> **Exercise objective**: Every line below from the one containing "Target: sprinkle on frosting" to the final line must be reproduced exactly, and no other line may appear in the answer.

> **Natural language region descriptions**:
⁂
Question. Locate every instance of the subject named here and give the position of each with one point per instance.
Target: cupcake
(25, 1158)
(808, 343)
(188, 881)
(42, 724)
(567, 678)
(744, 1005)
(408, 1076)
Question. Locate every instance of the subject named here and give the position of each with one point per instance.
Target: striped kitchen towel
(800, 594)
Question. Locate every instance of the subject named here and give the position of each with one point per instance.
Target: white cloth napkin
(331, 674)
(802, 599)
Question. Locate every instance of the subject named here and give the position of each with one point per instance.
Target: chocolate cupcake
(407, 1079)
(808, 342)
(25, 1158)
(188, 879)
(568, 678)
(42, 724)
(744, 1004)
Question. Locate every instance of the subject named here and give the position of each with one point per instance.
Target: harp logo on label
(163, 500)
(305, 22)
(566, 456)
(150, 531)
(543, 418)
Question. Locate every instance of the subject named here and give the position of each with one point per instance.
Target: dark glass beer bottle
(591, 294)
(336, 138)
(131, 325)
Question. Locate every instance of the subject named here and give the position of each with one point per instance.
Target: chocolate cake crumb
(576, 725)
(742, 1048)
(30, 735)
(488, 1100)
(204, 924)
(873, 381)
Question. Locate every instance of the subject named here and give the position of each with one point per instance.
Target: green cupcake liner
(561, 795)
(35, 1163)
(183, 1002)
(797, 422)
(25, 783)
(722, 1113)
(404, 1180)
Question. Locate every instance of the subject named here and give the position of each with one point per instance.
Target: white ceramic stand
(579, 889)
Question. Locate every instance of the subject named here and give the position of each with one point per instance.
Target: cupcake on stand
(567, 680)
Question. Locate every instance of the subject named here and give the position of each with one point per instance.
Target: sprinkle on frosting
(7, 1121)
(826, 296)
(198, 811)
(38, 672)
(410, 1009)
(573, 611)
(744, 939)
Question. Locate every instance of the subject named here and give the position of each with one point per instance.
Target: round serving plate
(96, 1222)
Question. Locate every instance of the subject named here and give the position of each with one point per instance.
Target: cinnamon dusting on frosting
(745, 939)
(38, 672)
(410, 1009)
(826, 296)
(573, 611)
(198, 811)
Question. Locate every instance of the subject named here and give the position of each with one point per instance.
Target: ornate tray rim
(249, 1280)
⁂
> **Your response**:
Target: sprinkle on frosting
(7, 1121)
(826, 296)
(198, 811)
(38, 672)
(410, 1009)
(573, 611)
(744, 939)
Question. Locate every instance of the subject named here and give the position of each with one point per instance.
Target: round serving plate
(96, 1222)
Question. Locate every instance of the subject named here and give the position of each with one point per instance.
Target: cinnamon dusting on frosting
(745, 939)
(38, 672)
(410, 1009)
(826, 296)
(573, 611)
(198, 811)
Question. Locate every instance of the subject named here and give the position of each with one point per instance.
Target: ornate tray rim
(249, 1280)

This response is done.